=== AVAILABLE DATA ===
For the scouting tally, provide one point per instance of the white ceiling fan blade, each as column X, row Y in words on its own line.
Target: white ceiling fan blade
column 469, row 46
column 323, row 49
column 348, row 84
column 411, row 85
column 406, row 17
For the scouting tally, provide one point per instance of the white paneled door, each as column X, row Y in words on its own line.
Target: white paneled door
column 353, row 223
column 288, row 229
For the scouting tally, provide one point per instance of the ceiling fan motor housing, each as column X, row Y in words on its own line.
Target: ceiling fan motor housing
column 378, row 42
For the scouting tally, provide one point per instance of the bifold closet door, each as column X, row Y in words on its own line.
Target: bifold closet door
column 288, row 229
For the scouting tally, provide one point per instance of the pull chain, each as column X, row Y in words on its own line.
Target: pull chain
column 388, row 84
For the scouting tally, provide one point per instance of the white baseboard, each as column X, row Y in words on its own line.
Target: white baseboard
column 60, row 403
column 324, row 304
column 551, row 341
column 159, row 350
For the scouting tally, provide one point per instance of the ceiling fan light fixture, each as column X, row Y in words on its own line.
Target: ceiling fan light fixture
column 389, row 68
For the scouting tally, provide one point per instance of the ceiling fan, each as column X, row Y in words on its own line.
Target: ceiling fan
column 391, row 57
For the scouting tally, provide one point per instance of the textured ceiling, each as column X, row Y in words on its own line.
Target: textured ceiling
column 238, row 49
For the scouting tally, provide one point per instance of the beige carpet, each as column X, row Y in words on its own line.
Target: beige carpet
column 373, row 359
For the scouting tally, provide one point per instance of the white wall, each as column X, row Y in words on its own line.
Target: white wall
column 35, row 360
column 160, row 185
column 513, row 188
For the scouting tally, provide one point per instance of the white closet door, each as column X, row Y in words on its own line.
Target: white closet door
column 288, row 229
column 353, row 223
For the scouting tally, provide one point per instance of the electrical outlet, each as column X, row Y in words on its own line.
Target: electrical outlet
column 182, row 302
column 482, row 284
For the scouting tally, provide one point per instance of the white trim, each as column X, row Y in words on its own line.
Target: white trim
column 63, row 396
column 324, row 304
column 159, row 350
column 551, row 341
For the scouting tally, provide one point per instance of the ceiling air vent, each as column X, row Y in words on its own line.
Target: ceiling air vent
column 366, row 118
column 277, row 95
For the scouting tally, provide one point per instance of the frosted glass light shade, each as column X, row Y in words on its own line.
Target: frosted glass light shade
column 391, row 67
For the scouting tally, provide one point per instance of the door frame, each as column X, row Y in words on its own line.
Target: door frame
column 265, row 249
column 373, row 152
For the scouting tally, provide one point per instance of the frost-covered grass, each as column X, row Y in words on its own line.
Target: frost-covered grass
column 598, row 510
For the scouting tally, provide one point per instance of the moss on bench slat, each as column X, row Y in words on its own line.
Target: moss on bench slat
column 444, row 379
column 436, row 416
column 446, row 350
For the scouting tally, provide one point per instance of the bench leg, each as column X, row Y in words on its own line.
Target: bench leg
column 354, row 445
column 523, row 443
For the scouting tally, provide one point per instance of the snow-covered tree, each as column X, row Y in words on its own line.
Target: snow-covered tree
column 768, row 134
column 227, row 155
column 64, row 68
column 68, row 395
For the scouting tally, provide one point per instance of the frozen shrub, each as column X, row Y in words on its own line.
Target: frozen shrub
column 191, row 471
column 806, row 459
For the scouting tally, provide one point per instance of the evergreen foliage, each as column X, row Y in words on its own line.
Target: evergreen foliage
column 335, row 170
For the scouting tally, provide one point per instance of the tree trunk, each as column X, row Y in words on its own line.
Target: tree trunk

=== YOUR INSTRUCTIONS ===
Write the data out again. Match it word for word.

=== SOLUTION FOR THIS TASK ===
For the scouting tally, provide one point per instance of the white ceiling fan blade, each as column X, row Y in words on its own line.
Target: white ceiling fan blade
column 469, row 46
column 323, row 49
column 348, row 84
column 411, row 85
column 406, row 17
For the scouting tally, provide one point per instance of the white paneled door, each as column X, row Y in words on its own line.
Target: white paneled door
column 353, row 223
column 288, row 229
For the scouting tally, provide one point per instance of the ceiling fan motor housing, each as column X, row Y in words on its own line.
Target: ceiling fan motor housing
column 378, row 42
For the scouting tally, provide one point per instance of the bifold closet door, each as column X, row Y in words on its own line.
Target: bifold closet door
column 288, row 229
For the scouting tally, provide one point per instance of the pull chain, each as column X, row Y in words on its own line.
Target: pull chain
column 388, row 84
For the scouting tally, provide one point per instance of the white baseboard, each as column X, row Y in words on its own line.
Target: white baseboard
column 60, row 403
column 324, row 304
column 551, row 341
column 159, row 350
For the scouting tally, provide one point per instance of the ceiling fan light fixture, each as column X, row Y in words on its own line.
Target: ceiling fan light fixture
column 389, row 68
For the scouting tally, provide one point per instance of the ceiling fan, each as column X, row Y in words on its own line.
Target: ceiling fan
column 391, row 57
For the scouting tally, provide one point per instance of the textured ceiling, each as column X, row Y in words on its own line.
Target: textured ceiling
column 238, row 49
For the scouting tally, provide one point per instance of the beige carpet, each as column X, row Y in words on its own line.
Target: beige carpet
column 373, row 359
For the scouting tally, provide one point per instance of the white wall, each as column X, row Y in words on its own line.
Target: white wall
column 35, row 360
column 160, row 185
column 513, row 188
For the scouting tally, provide one point per instance of the white closet door, each as column X, row Y in words on its own line.
Target: white closet door
column 288, row 229
column 353, row 223
For the scouting tally, provide one point per instance of the electrical outlet, each as column X, row Y in words on its own line.
Target: electrical outlet
column 182, row 302
column 482, row 284
For the scouting tally, provide one point per instance of the white trim, each as column X, row Y in words on its own line.
Target: white trim
column 63, row 396
column 324, row 304
column 159, row 350
column 551, row 341
For the scouting tally, provide one point per instance of the ceiling air vent, each as column X, row Y in words on its own line.
Target: ceiling air vent
column 366, row 118
column 277, row 95
For the scouting tally, provide one point per instance of the frosted glass light shade, each as column X, row Y in words on its own line.
Target: frosted glass light shade
column 391, row 67
For the scouting tally, provide one point per instance of the door frame, each as column X, row Y in words on its own line.
Target: door frame
column 265, row 249
column 373, row 152
For the scouting tally, provide one point per instance of the frost-covered grass, each as column X, row Y in words on its own line.
Target: frost-covered grass
column 598, row 510
For the scouting tally, provide one point per instance of the moss on bench slat, each as column X, row Y in words on its own line.
Target: moss on bench slat
column 444, row 379
column 436, row 416
column 446, row 350
For the scouting tally, provide one point per instance of the bench leg, each as column X, row Y in words on its own line.
Target: bench leg
column 354, row 445
column 523, row 443
For the scouting tally, provide one point per instance of the snow-covered tree, each as column X, row Y in words on its own line.
Target: snow-covered tree
column 768, row 134
column 227, row 155
column 64, row 68
column 68, row 395
For the scouting tally, provide one point per instance of the frozen shrub, each as column X, row Y in words on its own line.
Target: frozen shrub
column 191, row 471
column 806, row 459
For the scouting tally, provide one point per instance of the evergreen foliage, each as column X, row Y in words on its own line.
Target: evergreen foliage
column 335, row 170
For the scouting tally, provide one point per instance of the tree trunk, each as column X, row Y in words on its own line.
Target: tree trunk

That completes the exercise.